= Instructions =
**1)** Answer these questions using the DataStage services thread.
(a) After the administrator kills the uvsh.exe tasks, what status do the jobs still show?
(b) Which platform does the reply conclude the first poster is using?
(c) Into which tables do running jobs write job and stage status?
**2)** Transcribe everything in the DataStage services thread from "2) Stop DS services." down to "server is broken.".

= Provided passage =
______
Testing a stop in the DS services

Post questions here relative to DataStage Server Edition for such areas as Server job design, DS Basic, Routines, Job Sequences, etc.

Moderators: chulett, rschirm, roy

Post Reply
gpbarsky
Participant
Posts: 160
Joined: Tue May 06, 2003 8:20 pm
Location: Argentina

Testing a stop in the DS services

Post by gpbarsky »

Hi.

I made the following test:

1) Start my jobs in order to check if there are transaction to process.
2) Stop DS services. The jobs continue executing. In the server, there are several tasks like "uvsh.exe" (I guess that really these tasks are the running jobs).
3) I test the functionality of the jobs: they work fine, even of the services are down.
4) Stop of the server scheduler: this did not affect the test.
5) With the jobs running, the administrator of DS kill the uvsh.exe tasks.
6) Ths jobs are not working yet, but they are in a "Running" status.

Summary: the running jobs are not affected by a stop of DS services. They continue running because of the uvsh.exe tasks. But, if the server falls down the uvsh.exe tasks are killed, but the status of the running jobs are not updated. The connection between DS engine and the server is broken.

The question is: how can you repare such situation ?

What I wanted to do is to have an automatic startup procedure, that in case that the server is down, when it starts up the procedure is automatically triggered and it starts all the jobs that I need to have running.

I hope to be clear.

Thanks in advance.


Guillermo P. Barsky
Buenos Aires - Argentina
ray.wurlod
Participant
Posts: 54607
Joined: Wed Oct 23, 2002 10:52 pm
Location: Sydney, Australia
Contact:

Post by ray.wurlod »

Because you specify uvsh.exe, I know that you are on a Windows platform. On this platform, the DataStage services are set up, by default, for automatic start when the system is restarted.

Job and stage status is updated into the RT_STATUSxx tables by running jobs. It is entirely reasonable that, if you kill those processes, the status is not updated. I assume you kill them with Task Manager, or a kill -9 if you have this command available. This does not give the process any opportunity to "clean up". As well as not updating status, it can also leave locks set, files open, and other undesirable situations.
______
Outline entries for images
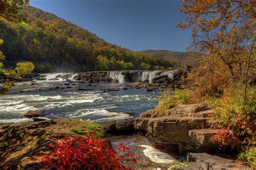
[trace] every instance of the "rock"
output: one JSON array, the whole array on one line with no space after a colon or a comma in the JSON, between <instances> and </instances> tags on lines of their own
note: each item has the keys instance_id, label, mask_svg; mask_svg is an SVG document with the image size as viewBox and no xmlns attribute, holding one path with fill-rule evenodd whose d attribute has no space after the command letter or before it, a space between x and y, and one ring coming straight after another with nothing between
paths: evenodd
<instances>
[{"instance_id":1,"label":"rock","mask_svg":"<svg viewBox=\"0 0 256 170\"><path fill-rule=\"evenodd\" d=\"M159 89L159 88L158 87L147 87L146 90L148 91L155 91L155 90L158 90Z\"/></svg>"},{"instance_id":2,"label":"rock","mask_svg":"<svg viewBox=\"0 0 256 170\"><path fill-rule=\"evenodd\" d=\"M32 119L33 119L34 121L40 121L51 120L49 118L43 118L43 117L32 118Z\"/></svg>"},{"instance_id":3,"label":"rock","mask_svg":"<svg viewBox=\"0 0 256 170\"><path fill-rule=\"evenodd\" d=\"M172 78L180 78L185 71L185 70L176 70L173 73Z\"/></svg>"},{"instance_id":4,"label":"rock","mask_svg":"<svg viewBox=\"0 0 256 170\"><path fill-rule=\"evenodd\" d=\"M88 82L91 83L94 83L95 81L95 80L93 79L90 79L88 80Z\"/></svg>"},{"instance_id":5,"label":"rock","mask_svg":"<svg viewBox=\"0 0 256 170\"><path fill-rule=\"evenodd\" d=\"M134 130L134 119L109 121L104 125L104 129L107 133L111 134L131 133Z\"/></svg>"},{"instance_id":6,"label":"rock","mask_svg":"<svg viewBox=\"0 0 256 170\"><path fill-rule=\"evenodd\" d=\"M48 80L50 80L50 81L57 81L57 80L59 80L59 79L54 78L50 78Z\"/></svg>"},{"instance_id":7,"label":"rock","mask_svg":"<svg viewBox=\"0 0 256 170\"><path fill-rule=\"evenodd\" d=\"M62 138L65 134L85 137L94 130L97 130L97 138L107 139L103 126L89 121L55 119L0 126L1 144L8 144L1 147L0 168L45 169L41 159L52 152L49 144L56 142L53 138Z\"/></svg>"},{"instance_id":8,"label":"rock","mask_svg":"<svg viewBox=\"0 0 256 170\"><path fill-rule=\"evenodd\" d=\"M43 77L36 77L35 79L37 80L47 80L45 78Z\"/></svg>"},{"instance_id":9,"label":"rock","mask_svg":"<svg viewBox=\"0 0 256 170\"><path fill-rule=\"evenodd\" d=\"M234 160L212 155L206 153L190 153L187 155L187 160L190 163L184 168L186 170L196 169L194 167L196 167L197 169L204 170L249 169L245 166L238 167Z\"/></svg>"},{"instance_id":10,"label":"rock","mask_svg":"<svg viewBox=\"0 0 256 170\"><path fill-rule=\"evenodd\" d=\"M156 80L154 80L153 83L167 83L170 84L170 83L172 83L172 80L170 78L165 77L165 78L161 78L158 79Z\"/></svg>"},{"instance_id":11,"label":"rock","mask_svg":"<svg viewBox=\"0 0 256 170\"><path fill-rule=\"evenodd\" d=\"M207 152L218 149L218 144L213 143L211 138L217 133L217 130L200 129L188 131L189 144L187 148L197 148L197 152Z\"/></svg>"},{"instance_id":12,"label":"rock","mask_svg":"<svg viewBox=\"0 0 256 170\"><path fill-rule=\"evenodd\" d=\"M44 111L42 110L29 111L25 114L25 117L28 118L31 118L33 117L36 118L39 117L43 117L45 115Z\"/></svg>"},{"instance_id":13,"label":"rock","mask_svg":"<svg viewBox=\"0 0 256 170\"><path fill-rule=\"evenodd\" d=\"M163 78L168 78L168 76L167 76L167 75L161 75L161 76L156 77L153 78L153 79L152 79L153 83L154 83L155 81L156 81L158 79Z\"/></svg>"},{"instance_id":14,"label":"rock","mask_svg":"<svg viewBox=\"0 0 256 170\"><path fill-rule=\"evenodd\" d=\"M72 77L72 74L70 73L64 74L61 77L63 79L68 79Z\"/></svg>"},{"instance_id":15,"label":"rock","mask_svg":"<svg viewBox=\"0 0 256 170\"><path fill-rule=\"evenodd\" d=\"M111 78L107 77L107 78L102 78L99 79L99 81L102 82L106 82L106 83L111 83L113 79Z\"/></svg>"},{"instance_id":16,"label":"rock","mask_svg":"<svg viewBox=\"0 0 256 170\"><path fill-rule=\"evenodd\" d=\"M106 88L106 89L100 89L100 90L104 91L119 91L122 90L122 89L119 88Z\"/></svg>"},{"instance_id":17,"label":"rock","mask_svg":"<svg viewBox=\"0 0 256 170\"><path fill-rule=\"evenodd\" d=\"M88 90L94 90L93 89L89 89L89 88L84 89L84 88L79 87L78 89L77 89L77 91L88 91Z\"/></svg>"},{"instance_id":18,"label":"rock","mask_svg":"<svg viewBox=\"0 0 256 170\"><path fill-rule=\"evenodd\" d=\"M112 81L111 81L111 83L119 83L119 80L118 79L113 79Z\"/></svg>"},{"instance_id":19,"label":"rock","mask_svg":"<svg viewBox=\"0 0 256 170\"><path fill-rule=\"evenodd\" d=\"M180 115L190 113L196 113L209 110L210 108L206 104L192 104L188 105L179 105L172 108L169 115Z\"/></svg>"},{"instance_id":20,"label":"rock","mask_svg":"<svg viewBox=\"0 0 256 170\"><path fill-rule=\"evenodd\" d=\"M59 74L58 76L56 76L56 77L55 77L56 78L62 78L62 74Z\"/></svg>"},{"instance_id":21,"label":"rock","mask_svg":"<svg viewBox=\"0 0 256 170\"><path fill-rule=\"evenodd\" d=\"M214 151L218 145L211 138L216 130L209 128L216 126L208 120L212 112L209 109L205 104L179 105L171 110L170 115L160 117L156 110L149 110L135 119L134 128L145 132L154 145L180 154Z\"/></svg>"},{"instance_id":22,"label":"rock","mask_svg":"<svg viewBox=\"0 0 256 170\"><path fill-rule=\"evenodd\" d=\"M117 131L116 121L107 121L104 125L104 129L107 133L115 133Z\"/></svg>"},{"instance_id":23,"label":"rock","mask_svg":"<svg viewBox=\"0 0 256 170\"><path fill-rule=\"evenodd\" d=\"M186 113L185 114L184 117L207 118L209 117L210 115L212 114L213 113L213 110L208 110L206 111L200 111L199 112Z\"/></svg>"}]
</instances>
______
= Answers to the problems =
**1)**
(a) "Running"
(b) Windows
(c) The RT_STATUSxx tables

**2)**
2) Stop DS services. The jobs continue executing. In the server, there are several tasks like "uvsh.exe" (I guess that really these tasks are the running jobs).
3) I test the functionality of the jobs: they work fine, even of the services are down.
4) Stop of the server scheduler: this did not affect the test.
5) With the jobs running, the administrator of DS kill the uvsh.exe tasks.
6) Ths jobs are not working yet, but they are in a "Running" status.

Summary: the running jobs are not affected by a stop of DS services. They continue running because of the uvsh.exe tasks. But, if the server falls down the uvsh.exe tasks are killed, but the status of the running jobs are not updated. The connection between DS engine and the server is broken.